In the copy you make, keep each entry exactly as it is and leave out all images.

## [Dataset content]
========
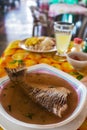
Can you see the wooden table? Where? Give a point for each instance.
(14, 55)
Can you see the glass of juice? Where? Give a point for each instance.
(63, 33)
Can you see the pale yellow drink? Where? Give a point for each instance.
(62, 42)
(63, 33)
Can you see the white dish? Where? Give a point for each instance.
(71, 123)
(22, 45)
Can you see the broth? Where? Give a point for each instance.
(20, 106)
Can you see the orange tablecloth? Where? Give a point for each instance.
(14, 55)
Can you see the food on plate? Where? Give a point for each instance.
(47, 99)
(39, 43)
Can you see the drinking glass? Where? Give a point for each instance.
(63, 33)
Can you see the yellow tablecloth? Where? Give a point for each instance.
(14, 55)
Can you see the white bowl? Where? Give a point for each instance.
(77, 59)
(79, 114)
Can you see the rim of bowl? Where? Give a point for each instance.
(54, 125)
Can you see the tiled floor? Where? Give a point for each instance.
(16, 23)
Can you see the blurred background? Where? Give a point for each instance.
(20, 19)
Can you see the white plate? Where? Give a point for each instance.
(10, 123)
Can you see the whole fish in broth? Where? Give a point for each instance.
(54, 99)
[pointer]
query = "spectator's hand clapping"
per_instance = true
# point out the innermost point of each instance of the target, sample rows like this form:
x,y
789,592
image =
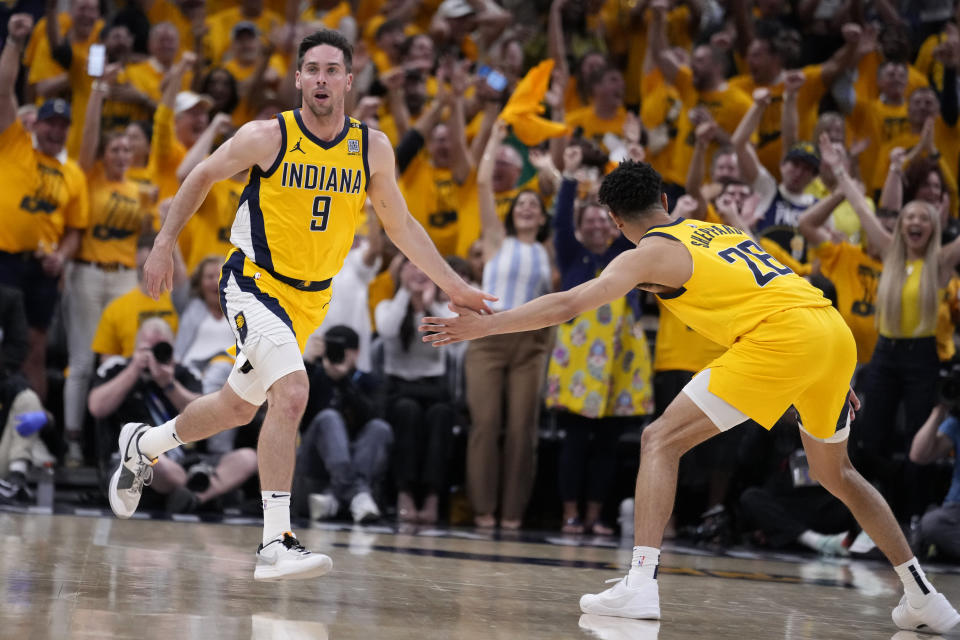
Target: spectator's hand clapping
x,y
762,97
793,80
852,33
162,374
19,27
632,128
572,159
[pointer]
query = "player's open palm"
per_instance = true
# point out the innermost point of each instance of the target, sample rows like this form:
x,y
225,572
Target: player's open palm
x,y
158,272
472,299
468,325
========
## [Solution]
Can you see the wooden table? Where? Give a point for each instance.
(14, 55)
Can you see the glass of juice? Where? Give a point for each instance.
(63, 33)
Can you see the pale yellow drink? Where? Give a point for each instance.
(62, 42)
(63, 33)
Can you see the white dish? Where? Give a point for each instance.
(71, 123)
(22, 45)
Can you see the broth? Where? Give a point for each instance.
(20, 106)
Can you see the orange tablecloth? Where? Give a point for each instance.
(14, 55)
Can you see the food on plate? Where? Give a point for each instance.
(47, 99)
(39, 43)
Can you see the drinking glass? Where? Give a point for each instance.
(63, 33)
Can you see the yellow tablecloth? Where? Give a point for each instance.
(14, 55)
Can you see the white bowl? Where? Give a point for each instance.
(77, 59)
(79, 114)
Can you see the rim of bowl? Where? Give a point for each instance.
(54, 125)
Can you see the tiled floor? Where? Give a point for each instance.
(16, 23)
Can you see the blurred background? Where? Give a point for each instance.
(20, 19)
Can you see the white plate? Where? Give a point for each instance.
(10, 123)
Can you see the whole fish in broth? Where? Give a point for each instance.
(54, 99)
[pointer]
query = "spectator's hand clapping"
per_instance = true
# point out the innermost point of each instance of the target, sample rows like this form:
x,y
789,592
image =
Target: spectator's hand clapping
x,y
762,97
793,80
852,33
162,374
19,27
632,128
572,159
[pointer]
query = "player's open palm"
per_instance = true
# point out the innermost point of each instance of the target, sample rows like this form:
x,y
225,572
Target: player's open palm
x,y
158,272
472,299
468,325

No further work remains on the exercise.